Controlador sem estímulo é risco à segurança aérea

Na avaliação do presidente da associação da categoria, o motim foi um erro que acabou levando os profissionais a um impasse e os deixou no "fundo do poço"

LEILA SUWWAN
ENVIADA ESPECIAL A ISTAMBUL

HERÓI PARA uns, traidor para outros, Wellington Rodrigues, presidente da ABCTA (Associação Brasileira de Controladores de Tráfego Aéreo), avalia que a rebelião que paralisou os aeroportos do país no dia 30 foi um "erro estratégico" porque deixou os controladores num impasse e no "fundo do poço".
O resultado são controladores desiludidos e desconcentrados, o que significa um risco à segurança aérea. Apesar disso, afirma que voar é seguro. Líder dos controladores durante toda a crise aérea, Rodrigues revela que a categoria é fracionada e sua capacidade de "segurar" o grupo se esgotou. Ele considera agora que o recuo do governo é reflexo da falta de confiança dos dois lados. Rodrigues, 36, que já teve o "sabre alado" (brasão da FAB) tatuado (e hoje substituído por um Batman), tem 15 anos de experiência e é primeiro-sargento, atuando como instrutor e supervisor. É alvo de investigação militar por conta da operação-padrão do fim do ano passado e está sob investigação no atual Inquérito Policial Militar sobre o motim do dia 30. Ele falou à Folha após a abertura da Conferência da Ifatca (federação internacional da categoria), em Istambul.

Instrução A: Responda sim ou não para cada afirmação, conforme ela concorde ou não com o texto extraído, e cite literalmente o trecho que decide: (i) Rodrigues afirma que voar é seguro; (ii) Rodrigues tem 20 anos de experiência; (iii) a tatuagem do brasão da FAB foi trocada por um Batman.
Instrução B: Enumere todas as siglas de organizações presentes no texto extraído.
A listagem não tem relação com o texto extraído.

Dados armazenados:

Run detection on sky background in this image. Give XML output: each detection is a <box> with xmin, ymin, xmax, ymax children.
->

Resposta correta A:
(i) Sim: "Apesar disso, afirma que voar é seguro."
(ii) Não: "tem 15 anos de experiência"
(iii) Sim: "e hoje substituído por um Batman"

Resposta correta B: ABCTA, FAB, Ifatca